MATERIAL FOR THIS EXERCISE:
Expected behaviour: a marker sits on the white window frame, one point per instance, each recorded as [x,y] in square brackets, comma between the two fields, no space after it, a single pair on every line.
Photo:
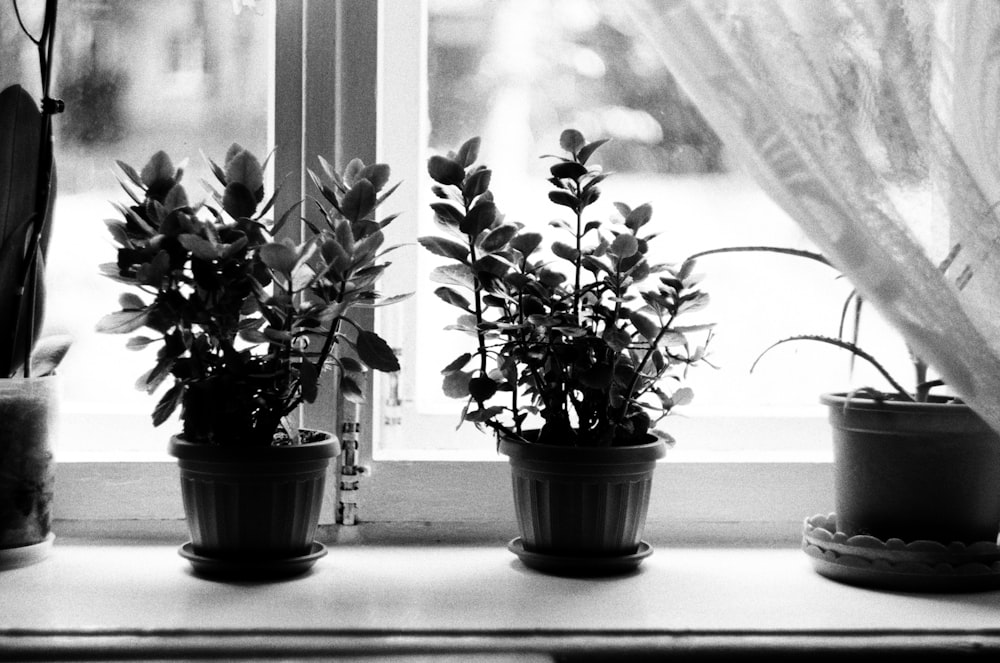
[328,106]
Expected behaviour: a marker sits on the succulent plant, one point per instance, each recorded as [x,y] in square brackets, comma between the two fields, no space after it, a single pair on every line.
[583,342]
[245,323]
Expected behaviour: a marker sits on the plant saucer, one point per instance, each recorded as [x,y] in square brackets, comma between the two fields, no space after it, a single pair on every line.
[917,566]
[567,565]
[251,568]
[12,558]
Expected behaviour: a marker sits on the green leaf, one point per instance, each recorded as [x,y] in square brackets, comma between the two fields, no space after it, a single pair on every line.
[48,353]
[624,246]
[448,215]
[649,329]
[238,201]
[481,217]
[564,198]
[682,396]
[457,364]
[568,170]
[242,167]
[359,202]
[445,171]
[375,352]
[445,248]
[131,301]
[201,248]
[478,183]
[139,342]
[176,198]
[456,384]
[527,243]
[378,174]
[469,152]
[499,237]
[639,217]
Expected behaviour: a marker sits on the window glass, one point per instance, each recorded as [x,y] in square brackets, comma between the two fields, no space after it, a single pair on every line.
[517,72]
[185,76]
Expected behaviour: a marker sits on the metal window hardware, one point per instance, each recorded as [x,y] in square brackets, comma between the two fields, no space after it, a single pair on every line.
[350,474]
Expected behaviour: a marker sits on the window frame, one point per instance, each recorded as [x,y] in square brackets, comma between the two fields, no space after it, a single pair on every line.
[716,503]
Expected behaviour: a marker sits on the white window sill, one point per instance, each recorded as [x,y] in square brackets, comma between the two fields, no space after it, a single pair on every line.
[142,601]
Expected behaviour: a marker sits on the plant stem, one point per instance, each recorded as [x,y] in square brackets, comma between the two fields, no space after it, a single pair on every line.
[578,257]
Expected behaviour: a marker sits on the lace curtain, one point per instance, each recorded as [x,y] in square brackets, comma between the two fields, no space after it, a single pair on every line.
[876,126]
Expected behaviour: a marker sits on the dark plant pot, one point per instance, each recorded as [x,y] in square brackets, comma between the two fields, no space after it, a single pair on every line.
[28,409]
[581,502]
[252,505]
[914,471]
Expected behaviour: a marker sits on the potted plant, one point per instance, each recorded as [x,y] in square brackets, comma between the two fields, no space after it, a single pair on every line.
[245,325]
[916,485]
[28,387]
[579,353]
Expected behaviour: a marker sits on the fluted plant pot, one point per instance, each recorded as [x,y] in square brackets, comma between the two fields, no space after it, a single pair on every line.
[581,510]
[914,471]
[917,497]
[27,424]
[253,512]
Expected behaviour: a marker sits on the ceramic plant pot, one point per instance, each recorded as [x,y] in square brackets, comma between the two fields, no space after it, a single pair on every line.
[253,511]
[27,425]
[914,471]
[581,510]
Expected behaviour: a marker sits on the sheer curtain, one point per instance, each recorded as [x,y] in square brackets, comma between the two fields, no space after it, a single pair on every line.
[876,126]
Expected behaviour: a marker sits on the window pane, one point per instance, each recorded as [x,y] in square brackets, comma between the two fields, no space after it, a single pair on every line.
[517,72]
[184,76]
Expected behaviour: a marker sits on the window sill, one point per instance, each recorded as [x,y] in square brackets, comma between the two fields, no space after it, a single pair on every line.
[141,601]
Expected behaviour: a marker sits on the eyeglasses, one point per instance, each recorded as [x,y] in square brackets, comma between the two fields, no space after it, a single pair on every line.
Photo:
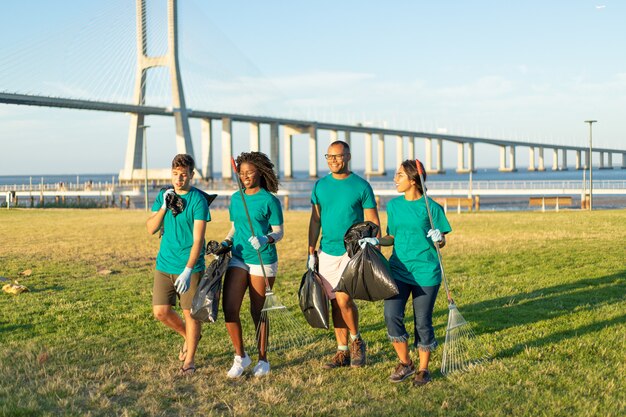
[338,157]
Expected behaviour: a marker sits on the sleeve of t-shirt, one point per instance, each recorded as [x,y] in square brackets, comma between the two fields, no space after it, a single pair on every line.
[230,209]
[390,217]
[158,202]
[201,209]
[369,201]
[275,212]
[314,199]
[439,218]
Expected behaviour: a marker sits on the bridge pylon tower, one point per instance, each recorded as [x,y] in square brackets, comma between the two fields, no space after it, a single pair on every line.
[134,151]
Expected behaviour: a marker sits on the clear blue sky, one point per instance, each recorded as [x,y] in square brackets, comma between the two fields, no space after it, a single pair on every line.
[532,70]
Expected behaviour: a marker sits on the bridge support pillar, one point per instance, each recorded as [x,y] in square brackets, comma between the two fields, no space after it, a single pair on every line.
[399,150]
[134,151]
[274,147]
[411,148]
[207,148]
[541,166]
[288,133]
[555,159]
[439,153]
[461,166]
[601,160]
[563,160]
[380,168]
[333,136]
[227,148]
[255,137]
[429,157]
[369,158]
[313,151]
[511,167]
[347,138]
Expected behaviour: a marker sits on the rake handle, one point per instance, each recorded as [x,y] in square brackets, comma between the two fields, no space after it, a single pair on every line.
[268,288]
[420,172]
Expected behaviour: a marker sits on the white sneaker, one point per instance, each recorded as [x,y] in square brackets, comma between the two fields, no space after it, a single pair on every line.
[261,369]
[239,365]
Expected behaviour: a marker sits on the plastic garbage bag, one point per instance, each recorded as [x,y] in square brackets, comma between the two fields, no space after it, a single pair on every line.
[175,204]
[358,231]
[367,275]
[206,301]
[313,300]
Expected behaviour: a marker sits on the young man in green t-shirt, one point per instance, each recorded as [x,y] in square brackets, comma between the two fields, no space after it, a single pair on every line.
[339,200]
[180,262]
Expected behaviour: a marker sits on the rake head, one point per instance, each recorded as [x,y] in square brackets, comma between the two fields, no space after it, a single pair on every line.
[462,348]
[278,329]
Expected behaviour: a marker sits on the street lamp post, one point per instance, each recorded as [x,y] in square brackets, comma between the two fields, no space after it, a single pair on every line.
[591,122]
[145,164]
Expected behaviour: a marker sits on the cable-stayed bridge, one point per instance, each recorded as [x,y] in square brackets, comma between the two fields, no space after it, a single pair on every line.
[155,62]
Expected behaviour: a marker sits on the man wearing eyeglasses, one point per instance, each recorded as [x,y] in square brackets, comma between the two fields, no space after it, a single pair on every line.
[339,200]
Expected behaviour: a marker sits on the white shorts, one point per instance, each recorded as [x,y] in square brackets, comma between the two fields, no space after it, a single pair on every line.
[270,270]
[330,270]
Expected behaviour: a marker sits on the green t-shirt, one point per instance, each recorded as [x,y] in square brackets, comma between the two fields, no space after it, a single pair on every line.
[414,258]
[177,238]
[341,205]
[265,212]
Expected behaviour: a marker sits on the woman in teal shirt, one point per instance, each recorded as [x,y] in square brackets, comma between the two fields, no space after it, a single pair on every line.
[245,271]
[415,269]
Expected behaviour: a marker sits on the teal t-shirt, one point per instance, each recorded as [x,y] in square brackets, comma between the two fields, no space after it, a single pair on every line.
[265,212]
[414,258]
[341,205]
[177,238]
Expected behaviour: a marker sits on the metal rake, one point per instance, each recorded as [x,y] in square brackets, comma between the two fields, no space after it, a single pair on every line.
[462,349]
[286,330]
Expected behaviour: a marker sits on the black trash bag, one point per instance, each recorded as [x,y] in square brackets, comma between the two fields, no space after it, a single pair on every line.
[206,301]
[216,248]
[313,300]
[358,231]
[175,204]
[367,276]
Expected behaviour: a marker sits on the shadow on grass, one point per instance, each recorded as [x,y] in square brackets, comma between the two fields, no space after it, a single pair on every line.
[559,336]
[7,328]
[546,303]
[52,288]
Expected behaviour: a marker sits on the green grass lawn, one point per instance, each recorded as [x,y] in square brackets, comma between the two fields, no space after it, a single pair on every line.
[545,292]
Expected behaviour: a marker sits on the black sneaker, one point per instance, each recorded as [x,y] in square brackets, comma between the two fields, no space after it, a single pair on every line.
[402,372]
[341,358]
[357,352]
[421,378]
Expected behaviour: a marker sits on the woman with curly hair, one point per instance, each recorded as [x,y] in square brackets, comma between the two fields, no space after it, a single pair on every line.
[415,269]
[244,271]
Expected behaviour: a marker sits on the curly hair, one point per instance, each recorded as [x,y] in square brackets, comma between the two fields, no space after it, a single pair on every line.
[269,180]
[183,160]
[410,167]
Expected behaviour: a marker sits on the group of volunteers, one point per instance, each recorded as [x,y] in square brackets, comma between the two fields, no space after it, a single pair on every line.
[339,200]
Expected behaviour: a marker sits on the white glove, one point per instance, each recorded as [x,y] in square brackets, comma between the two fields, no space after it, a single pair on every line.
[183,280]
[167,192]
[371,240]
[311,261]
[435,235]
[258,242]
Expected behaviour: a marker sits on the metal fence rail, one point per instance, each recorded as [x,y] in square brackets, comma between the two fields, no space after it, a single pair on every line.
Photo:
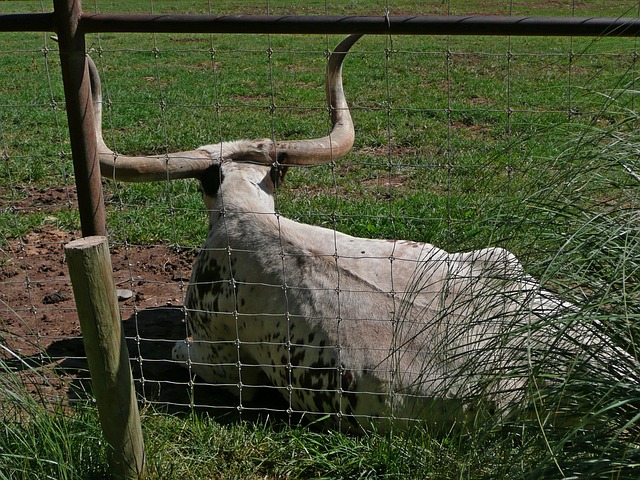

WHAT IS REQUIRED: Pick out each line in the rows above that contains the string “curly”. Case counts.

SOLUTION TO THIS EXERCISE:
Expected behaviour: a marker sits on the woman with curly hair, one point per instance, each recorded as [x,y] in square brackets, comma between the two fields, no space after it, a single pair on every line.
Expected behaviour: a marker sits on the curly hair, one point per instance, each recorded as [x,y] in square brackets, comma between the two fields, no space after it, a single pair on every line.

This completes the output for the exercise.